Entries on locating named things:
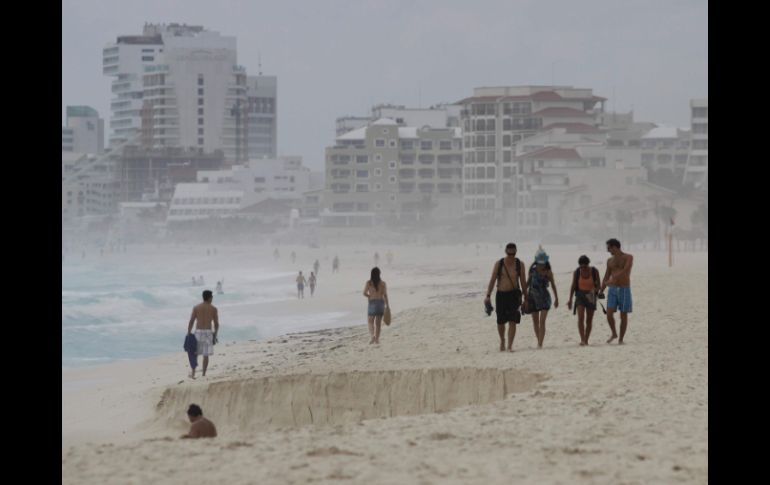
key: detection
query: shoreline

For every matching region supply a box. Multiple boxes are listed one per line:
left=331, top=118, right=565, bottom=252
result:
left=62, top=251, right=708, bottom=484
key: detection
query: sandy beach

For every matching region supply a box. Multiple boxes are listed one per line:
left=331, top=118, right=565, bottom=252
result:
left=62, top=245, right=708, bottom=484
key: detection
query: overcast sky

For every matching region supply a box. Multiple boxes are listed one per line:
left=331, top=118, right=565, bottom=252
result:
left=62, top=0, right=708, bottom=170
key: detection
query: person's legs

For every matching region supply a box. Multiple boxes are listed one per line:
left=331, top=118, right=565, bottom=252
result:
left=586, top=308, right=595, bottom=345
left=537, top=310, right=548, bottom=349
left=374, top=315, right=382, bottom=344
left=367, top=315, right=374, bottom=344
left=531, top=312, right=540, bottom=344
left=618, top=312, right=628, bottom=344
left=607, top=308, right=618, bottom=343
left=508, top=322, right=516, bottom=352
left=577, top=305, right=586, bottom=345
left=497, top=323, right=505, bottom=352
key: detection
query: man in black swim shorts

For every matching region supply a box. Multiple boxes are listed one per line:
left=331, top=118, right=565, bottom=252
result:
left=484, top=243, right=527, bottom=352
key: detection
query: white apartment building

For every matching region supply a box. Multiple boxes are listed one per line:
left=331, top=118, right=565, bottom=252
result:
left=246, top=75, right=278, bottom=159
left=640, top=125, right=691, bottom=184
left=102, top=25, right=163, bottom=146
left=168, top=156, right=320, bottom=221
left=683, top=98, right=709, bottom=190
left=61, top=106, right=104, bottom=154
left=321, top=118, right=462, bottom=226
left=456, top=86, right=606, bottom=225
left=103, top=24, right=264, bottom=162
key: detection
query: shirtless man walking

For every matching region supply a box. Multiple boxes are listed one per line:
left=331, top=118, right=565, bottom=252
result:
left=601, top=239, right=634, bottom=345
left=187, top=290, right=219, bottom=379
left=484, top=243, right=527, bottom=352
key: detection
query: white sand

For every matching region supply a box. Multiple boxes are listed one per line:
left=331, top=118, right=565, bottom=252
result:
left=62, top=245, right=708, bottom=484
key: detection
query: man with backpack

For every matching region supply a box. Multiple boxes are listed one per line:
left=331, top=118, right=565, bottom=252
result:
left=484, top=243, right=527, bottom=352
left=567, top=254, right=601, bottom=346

> Task brief
List every line in the records that contains the string "query". A match must have the same capitalization.

> Written reply
query: shoreline
query: sandy beach
query: overcast sky
query: person's legs
query: man in black swim shorts
query: white apartment building
query: shirtless man walking
query: white sand
query: man with backpack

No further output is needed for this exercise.